* Begin RECORDS FOR PROCESSING *
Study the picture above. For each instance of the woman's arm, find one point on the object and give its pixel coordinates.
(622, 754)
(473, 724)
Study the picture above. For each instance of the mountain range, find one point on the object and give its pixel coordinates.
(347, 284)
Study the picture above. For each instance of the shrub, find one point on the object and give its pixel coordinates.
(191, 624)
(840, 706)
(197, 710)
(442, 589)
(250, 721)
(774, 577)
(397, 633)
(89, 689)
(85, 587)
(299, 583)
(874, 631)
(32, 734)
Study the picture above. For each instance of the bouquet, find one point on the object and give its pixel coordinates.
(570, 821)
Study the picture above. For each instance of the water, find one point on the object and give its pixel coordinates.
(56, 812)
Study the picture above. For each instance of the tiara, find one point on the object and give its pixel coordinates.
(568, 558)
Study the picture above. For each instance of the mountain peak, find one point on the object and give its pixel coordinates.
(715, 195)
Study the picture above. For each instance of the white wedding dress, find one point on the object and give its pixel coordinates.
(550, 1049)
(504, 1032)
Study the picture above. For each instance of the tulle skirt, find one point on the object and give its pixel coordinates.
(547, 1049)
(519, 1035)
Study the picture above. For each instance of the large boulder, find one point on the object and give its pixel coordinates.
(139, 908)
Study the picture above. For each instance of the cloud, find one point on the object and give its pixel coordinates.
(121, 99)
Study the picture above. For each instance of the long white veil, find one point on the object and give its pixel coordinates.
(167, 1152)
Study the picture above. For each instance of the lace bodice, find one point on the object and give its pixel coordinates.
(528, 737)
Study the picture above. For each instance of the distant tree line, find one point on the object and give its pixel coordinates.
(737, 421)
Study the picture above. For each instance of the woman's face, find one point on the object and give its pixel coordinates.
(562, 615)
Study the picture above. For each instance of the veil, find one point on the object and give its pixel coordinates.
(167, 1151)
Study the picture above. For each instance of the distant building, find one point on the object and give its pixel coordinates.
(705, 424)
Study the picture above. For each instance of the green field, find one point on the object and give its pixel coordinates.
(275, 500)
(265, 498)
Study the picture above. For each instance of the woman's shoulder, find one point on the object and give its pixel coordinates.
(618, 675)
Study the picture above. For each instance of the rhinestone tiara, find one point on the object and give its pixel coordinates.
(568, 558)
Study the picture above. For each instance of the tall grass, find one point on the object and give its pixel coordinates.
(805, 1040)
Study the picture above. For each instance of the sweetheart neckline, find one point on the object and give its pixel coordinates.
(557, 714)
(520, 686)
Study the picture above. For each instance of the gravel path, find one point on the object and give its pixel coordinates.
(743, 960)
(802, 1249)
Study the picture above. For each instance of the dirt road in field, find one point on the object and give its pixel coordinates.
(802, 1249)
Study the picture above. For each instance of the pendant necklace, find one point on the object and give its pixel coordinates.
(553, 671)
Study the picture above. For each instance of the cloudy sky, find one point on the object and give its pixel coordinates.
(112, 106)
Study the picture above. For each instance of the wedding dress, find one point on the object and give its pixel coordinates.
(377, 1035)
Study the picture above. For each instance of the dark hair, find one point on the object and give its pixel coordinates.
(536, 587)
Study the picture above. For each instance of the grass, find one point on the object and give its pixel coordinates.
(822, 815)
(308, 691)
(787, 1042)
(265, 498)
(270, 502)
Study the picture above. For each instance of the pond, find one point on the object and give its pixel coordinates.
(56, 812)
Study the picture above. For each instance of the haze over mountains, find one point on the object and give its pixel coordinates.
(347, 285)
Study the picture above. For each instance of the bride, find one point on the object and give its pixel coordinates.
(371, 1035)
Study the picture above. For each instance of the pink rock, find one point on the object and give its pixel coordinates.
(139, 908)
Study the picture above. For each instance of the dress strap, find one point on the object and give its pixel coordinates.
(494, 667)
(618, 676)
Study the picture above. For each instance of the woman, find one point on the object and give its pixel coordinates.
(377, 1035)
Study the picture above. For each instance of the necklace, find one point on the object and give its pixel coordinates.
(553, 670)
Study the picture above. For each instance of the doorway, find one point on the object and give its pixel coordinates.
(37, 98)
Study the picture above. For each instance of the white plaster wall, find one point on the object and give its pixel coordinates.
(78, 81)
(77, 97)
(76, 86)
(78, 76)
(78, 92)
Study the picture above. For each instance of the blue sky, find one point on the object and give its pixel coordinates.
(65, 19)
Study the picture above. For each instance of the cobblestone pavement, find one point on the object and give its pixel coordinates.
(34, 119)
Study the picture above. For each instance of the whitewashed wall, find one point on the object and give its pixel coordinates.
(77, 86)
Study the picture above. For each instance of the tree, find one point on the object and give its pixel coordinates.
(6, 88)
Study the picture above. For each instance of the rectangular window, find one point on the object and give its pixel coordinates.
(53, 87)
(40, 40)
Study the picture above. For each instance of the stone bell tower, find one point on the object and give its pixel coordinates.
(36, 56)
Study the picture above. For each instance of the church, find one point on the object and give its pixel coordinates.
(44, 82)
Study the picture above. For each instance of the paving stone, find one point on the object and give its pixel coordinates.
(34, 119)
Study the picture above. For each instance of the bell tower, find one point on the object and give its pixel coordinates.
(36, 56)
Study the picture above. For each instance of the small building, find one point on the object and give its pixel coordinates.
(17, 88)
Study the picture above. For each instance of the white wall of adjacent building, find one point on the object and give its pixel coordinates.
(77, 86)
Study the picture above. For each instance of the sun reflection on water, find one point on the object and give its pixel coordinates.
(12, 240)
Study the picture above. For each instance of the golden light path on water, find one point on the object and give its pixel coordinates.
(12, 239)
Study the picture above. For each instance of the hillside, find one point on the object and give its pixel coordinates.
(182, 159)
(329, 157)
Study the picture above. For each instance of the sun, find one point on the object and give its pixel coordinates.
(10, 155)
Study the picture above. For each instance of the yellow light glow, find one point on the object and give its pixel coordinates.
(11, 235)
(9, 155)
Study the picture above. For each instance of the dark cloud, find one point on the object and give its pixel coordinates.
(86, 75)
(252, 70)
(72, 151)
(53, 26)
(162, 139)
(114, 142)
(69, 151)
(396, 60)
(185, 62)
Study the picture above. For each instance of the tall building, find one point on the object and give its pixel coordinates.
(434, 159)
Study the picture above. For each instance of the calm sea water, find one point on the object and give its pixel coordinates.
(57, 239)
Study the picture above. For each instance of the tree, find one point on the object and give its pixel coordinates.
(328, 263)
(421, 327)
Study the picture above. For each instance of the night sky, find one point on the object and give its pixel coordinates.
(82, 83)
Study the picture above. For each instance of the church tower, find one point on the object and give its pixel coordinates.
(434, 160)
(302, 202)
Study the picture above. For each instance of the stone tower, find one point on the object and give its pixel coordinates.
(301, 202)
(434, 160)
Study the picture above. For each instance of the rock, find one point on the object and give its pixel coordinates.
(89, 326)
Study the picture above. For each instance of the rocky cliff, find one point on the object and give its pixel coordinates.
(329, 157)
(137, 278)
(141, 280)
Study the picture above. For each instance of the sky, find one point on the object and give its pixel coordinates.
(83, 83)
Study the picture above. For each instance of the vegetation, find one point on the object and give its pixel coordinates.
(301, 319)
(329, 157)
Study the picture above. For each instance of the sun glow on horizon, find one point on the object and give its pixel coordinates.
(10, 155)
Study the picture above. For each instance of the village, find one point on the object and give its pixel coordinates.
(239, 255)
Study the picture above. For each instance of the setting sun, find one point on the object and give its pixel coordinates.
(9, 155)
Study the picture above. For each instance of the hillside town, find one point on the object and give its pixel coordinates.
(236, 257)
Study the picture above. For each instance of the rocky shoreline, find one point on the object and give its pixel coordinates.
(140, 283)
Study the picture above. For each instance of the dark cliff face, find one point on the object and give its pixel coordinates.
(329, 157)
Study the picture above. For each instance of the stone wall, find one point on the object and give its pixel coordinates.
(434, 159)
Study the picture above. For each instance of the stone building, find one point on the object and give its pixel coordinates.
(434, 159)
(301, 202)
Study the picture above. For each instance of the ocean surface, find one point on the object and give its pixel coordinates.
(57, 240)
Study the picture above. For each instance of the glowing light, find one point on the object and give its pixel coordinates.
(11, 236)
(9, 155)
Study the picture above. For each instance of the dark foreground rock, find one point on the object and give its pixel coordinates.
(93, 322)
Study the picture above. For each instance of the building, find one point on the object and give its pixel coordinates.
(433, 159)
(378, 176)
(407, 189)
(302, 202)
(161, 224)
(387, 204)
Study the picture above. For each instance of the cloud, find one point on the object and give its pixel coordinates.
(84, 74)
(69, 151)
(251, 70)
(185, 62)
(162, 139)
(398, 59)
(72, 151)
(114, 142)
* End RECORDS FOR PROCESSING *
* **PROBLEM TO SOLVE**:
Only those lines running from the one containing "Study the picture above. For each instance of the ocean" through the last line of the data above are to be copied, exactly, with both ends included.

* **RESPONSE TO THIS TASK**:
Study the picture above. For each instance of the ocean surface, find one point on the object and give its pixel coordinates.
(57, 240)
Study the picture above. For each instance of the glowing light, find one point on the object and give its pixel coordinates.
(11, 236)
(9, 155)
Study the picture above. For each instance of the dark foreground rock, find one point on the object and give its pixel coordinates.
(93, 322)
Study the picture above. For each instance of the building, find one point on the object and give its pixel coordinates.
(433, 159)
(378, 176)
(407, 189)
(302, 202)
(161, 224)
(387, 204)
Study the picture above. For each instance of the cloud, find one point on the object and give its pixel coordinates.
(84, 74)
(69, 151)
(251, 70)
(185, 62)
(162, 139)
(398, 59)
(72, 151)
(114, 142)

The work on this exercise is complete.